**Exercise requirements**. Report every line of the records that includes the string "trousers", treating uppercase and lowercase letters as different.
[Begin]
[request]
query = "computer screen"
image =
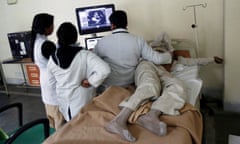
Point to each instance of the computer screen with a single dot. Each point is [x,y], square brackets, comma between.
[20,44]
[94,19]
[91,42]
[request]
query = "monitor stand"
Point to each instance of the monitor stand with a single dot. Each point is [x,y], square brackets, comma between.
[94,35]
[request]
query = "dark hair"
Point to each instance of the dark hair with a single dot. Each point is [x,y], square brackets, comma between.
[67,34]
[40,23]
[119,19]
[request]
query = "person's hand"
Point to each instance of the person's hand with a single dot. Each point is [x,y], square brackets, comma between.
[218,60]
[85,83]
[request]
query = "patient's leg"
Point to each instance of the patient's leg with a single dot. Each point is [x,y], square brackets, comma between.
[151,122]
[119,125]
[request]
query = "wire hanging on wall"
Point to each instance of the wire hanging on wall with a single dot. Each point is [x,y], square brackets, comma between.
[194,25]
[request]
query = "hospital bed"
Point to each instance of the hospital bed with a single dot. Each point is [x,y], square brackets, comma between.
[88,126]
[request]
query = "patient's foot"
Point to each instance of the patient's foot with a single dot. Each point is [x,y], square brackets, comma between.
[151,122]
[119,125]
[121,130]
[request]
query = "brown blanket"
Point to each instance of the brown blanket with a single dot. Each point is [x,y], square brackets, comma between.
[88,126]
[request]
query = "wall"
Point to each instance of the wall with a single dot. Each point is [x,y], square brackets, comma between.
[232,50]
[146,18]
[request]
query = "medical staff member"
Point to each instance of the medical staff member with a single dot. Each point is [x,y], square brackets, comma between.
[74,73]
[123,51]
[42,26]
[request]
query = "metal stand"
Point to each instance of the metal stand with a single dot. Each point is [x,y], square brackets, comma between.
[3,80]
[194,25]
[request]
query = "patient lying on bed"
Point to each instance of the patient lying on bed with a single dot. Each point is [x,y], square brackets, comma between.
[149,80]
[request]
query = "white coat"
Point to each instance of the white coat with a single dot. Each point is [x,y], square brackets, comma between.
[67,82]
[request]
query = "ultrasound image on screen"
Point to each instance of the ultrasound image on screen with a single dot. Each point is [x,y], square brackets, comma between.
[96,18]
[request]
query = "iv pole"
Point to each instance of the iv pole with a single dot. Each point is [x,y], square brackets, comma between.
[194,25]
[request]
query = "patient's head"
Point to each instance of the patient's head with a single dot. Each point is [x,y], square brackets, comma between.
[118,19]
[67,34]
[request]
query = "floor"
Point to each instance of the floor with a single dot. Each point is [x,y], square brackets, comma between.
[218,124]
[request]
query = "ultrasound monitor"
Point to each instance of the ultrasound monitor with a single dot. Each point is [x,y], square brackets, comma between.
[91,42]
[94,19]
[20,44]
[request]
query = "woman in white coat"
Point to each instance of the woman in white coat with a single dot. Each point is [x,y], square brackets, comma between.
[74,73]
[42,26]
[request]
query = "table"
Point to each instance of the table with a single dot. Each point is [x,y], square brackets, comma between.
[13,61]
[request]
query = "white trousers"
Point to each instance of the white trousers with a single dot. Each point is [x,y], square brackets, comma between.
[150,80]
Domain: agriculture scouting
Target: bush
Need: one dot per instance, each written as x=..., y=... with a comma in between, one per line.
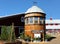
x=7, y=33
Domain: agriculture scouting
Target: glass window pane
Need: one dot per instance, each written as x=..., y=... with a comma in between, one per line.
x=41, y=20
x=35, y=20
x=31, y=19
x=26, y=21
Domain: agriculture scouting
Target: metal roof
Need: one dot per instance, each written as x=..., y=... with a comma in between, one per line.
x=34, y=9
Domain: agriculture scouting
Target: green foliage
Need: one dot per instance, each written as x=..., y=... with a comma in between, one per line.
x=7, y=34
x=4, y=34
x=47, y=36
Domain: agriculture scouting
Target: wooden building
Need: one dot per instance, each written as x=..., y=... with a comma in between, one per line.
x=32, y=22
x=17, y=19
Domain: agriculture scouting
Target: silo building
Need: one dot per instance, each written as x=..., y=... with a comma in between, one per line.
x=35, y=22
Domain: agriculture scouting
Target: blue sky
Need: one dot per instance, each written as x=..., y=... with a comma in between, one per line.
x=50, y=7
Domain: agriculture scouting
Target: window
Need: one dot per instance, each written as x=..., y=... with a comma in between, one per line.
x=22, y=19
x=37, y=35
x=35, y=20
x=31, y=20
x=26, y=20
x=41, y=20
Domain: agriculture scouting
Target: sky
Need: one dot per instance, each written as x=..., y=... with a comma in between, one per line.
[End]
**Solution to the exercise**.
query = "white trousers"
Point to each instance of the white trousers with a single dot. Each point is [x,y], square brackets, comma between.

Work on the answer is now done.